[START]

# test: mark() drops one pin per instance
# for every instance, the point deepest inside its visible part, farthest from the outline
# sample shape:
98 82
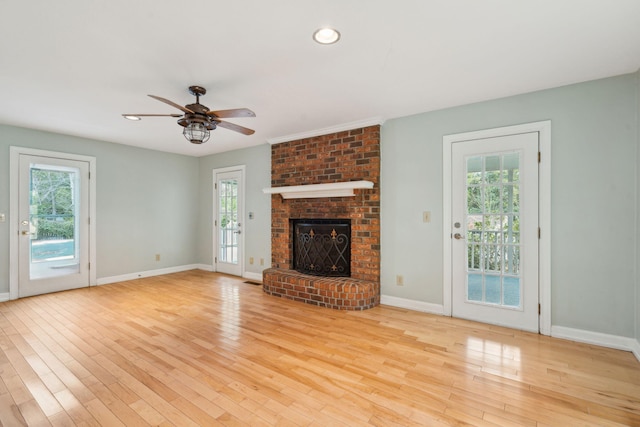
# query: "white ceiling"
74 66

[END]

*Given instruction:* Rewrite every line of the entries above with the pictures left out. Multiply each point coordinate given as an answer by 1.45 and round to the nearest whole number, with halves rounded up. Leave all other numbers, including those in the sample shape, unchanged.

*Result:*
# test: mark() drops one pin per instance
# for every instance, the point deepest inside its visible part, farthest from the outline
# sample shape:
98 82
# query: "white ceiling"
107 96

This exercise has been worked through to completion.